— Short exercise —
Convert the lines starting at the beginning and ending at the line containing "(150, 0), (593, 40)" into a two-column CSV with the headers "text" and "answer", one row for each text and its answer. Put each value in a single quoted field, with any line breaks replaced by spaces.

---

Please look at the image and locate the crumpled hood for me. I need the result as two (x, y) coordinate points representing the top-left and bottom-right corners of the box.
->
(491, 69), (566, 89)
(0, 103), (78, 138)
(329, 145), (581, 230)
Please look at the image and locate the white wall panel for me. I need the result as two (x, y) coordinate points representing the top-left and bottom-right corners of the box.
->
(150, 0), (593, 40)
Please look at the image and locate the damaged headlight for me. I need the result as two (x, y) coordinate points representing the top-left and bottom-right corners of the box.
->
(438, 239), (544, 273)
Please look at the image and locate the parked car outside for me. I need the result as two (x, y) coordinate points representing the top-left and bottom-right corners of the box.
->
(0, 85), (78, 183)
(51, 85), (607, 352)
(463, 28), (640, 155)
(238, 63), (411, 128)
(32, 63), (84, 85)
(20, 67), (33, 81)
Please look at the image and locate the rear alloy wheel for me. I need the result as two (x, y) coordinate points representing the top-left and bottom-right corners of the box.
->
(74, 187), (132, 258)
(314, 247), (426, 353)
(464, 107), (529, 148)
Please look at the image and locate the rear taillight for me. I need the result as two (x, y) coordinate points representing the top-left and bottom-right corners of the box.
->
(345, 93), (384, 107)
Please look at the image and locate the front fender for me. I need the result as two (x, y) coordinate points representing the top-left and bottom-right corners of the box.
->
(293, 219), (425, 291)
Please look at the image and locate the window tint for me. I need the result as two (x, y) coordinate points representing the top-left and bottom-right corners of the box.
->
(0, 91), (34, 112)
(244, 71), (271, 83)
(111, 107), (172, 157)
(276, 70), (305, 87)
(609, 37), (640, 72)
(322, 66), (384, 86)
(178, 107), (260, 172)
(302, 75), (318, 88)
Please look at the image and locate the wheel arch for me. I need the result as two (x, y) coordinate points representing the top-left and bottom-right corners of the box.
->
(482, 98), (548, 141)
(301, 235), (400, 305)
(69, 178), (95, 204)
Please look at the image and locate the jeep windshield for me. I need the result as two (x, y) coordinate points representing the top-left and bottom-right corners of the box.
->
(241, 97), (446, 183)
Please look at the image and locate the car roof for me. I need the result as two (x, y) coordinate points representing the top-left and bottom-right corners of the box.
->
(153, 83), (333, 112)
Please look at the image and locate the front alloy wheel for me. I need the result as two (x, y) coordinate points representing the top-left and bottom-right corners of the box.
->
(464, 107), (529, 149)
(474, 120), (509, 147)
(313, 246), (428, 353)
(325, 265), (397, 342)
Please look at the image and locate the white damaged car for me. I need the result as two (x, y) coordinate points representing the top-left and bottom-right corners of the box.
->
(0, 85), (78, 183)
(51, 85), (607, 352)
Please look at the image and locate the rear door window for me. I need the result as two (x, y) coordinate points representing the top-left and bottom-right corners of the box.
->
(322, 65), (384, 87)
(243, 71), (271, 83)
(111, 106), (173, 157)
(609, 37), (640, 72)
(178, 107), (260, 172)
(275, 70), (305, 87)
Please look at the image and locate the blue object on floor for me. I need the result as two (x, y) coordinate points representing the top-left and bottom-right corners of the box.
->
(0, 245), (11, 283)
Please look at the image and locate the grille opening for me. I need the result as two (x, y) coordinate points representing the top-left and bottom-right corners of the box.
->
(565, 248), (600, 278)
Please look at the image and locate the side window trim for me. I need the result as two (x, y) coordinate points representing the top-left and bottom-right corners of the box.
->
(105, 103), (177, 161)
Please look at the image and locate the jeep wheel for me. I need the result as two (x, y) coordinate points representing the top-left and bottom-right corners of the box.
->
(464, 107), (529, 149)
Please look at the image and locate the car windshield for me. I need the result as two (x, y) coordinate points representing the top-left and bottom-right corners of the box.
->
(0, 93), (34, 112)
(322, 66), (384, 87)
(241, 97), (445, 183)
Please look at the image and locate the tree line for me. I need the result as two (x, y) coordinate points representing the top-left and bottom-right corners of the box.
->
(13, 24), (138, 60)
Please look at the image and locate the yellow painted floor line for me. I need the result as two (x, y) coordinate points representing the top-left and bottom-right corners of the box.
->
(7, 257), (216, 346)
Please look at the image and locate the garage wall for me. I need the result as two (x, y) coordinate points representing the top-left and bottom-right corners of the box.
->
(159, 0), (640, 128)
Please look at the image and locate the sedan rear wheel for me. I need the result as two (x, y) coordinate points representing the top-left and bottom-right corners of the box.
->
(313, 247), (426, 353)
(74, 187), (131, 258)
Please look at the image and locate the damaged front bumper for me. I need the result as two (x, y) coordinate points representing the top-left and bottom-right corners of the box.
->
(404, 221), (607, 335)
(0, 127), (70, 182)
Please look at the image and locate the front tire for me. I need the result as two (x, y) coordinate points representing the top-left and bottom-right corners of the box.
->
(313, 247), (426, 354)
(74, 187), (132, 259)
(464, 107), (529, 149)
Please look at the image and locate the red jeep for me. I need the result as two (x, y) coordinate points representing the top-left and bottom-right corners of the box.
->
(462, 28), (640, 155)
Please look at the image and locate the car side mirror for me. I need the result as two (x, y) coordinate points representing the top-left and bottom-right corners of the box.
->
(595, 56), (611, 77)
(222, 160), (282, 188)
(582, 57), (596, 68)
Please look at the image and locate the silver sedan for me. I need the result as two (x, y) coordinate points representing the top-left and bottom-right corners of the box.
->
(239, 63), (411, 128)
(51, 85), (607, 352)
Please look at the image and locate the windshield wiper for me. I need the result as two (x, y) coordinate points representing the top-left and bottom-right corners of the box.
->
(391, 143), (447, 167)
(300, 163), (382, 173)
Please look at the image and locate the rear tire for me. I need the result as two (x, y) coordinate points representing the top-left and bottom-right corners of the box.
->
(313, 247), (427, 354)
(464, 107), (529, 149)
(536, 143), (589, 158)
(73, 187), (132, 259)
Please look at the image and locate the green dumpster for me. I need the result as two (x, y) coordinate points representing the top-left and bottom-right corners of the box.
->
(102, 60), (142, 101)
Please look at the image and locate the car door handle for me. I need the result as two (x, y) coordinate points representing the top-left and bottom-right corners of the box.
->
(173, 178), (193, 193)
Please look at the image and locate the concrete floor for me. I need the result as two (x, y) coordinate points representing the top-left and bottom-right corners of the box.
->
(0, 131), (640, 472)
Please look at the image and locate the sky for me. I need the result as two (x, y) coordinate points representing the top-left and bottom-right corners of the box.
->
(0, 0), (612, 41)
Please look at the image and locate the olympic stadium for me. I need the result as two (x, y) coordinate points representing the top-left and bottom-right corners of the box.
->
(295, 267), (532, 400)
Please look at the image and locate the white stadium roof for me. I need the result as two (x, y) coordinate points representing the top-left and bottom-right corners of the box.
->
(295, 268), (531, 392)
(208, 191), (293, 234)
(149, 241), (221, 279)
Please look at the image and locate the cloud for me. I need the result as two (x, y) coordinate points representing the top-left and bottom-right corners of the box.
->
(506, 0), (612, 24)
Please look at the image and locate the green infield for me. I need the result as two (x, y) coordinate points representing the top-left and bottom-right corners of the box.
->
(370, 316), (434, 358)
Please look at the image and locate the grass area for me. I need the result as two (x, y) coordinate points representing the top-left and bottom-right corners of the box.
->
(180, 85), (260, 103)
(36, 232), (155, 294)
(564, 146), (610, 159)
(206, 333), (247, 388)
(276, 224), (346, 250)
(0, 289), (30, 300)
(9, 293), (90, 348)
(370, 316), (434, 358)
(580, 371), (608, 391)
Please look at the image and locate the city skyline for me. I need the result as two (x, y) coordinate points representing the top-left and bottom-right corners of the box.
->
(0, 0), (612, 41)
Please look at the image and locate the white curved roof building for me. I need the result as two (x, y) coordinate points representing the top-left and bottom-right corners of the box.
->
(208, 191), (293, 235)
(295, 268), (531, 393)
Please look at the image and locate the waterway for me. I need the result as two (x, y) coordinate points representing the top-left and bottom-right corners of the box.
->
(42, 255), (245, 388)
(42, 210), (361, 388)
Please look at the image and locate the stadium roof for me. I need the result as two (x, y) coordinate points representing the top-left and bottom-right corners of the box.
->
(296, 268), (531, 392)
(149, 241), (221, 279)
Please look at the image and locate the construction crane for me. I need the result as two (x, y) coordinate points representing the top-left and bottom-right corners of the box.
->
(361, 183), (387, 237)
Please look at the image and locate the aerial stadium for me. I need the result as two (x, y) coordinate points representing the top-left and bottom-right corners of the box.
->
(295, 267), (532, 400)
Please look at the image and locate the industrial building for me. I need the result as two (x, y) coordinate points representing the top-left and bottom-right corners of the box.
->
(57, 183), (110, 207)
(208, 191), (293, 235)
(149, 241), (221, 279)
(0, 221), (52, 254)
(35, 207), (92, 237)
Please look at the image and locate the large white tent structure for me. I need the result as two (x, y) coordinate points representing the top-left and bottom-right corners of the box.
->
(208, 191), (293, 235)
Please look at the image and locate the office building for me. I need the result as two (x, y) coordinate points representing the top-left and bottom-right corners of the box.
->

---

— Solution for this problem —
text,answer
"Please look at the image and locate the crumpled hood for me. I need the result as two (x, y) coordinate points representing the top-left and bottom-right corners of the box. ->","(491, 69), (566, 89) (0, 103), (78, 138) (329, 145), (581, 230)"
"Please look at the image and locate the white wall panel for me. I need the result as two (x, y) coordinate points representing the top-left and bottom-right corners of the box. ->","(150, 0), (593, 40)"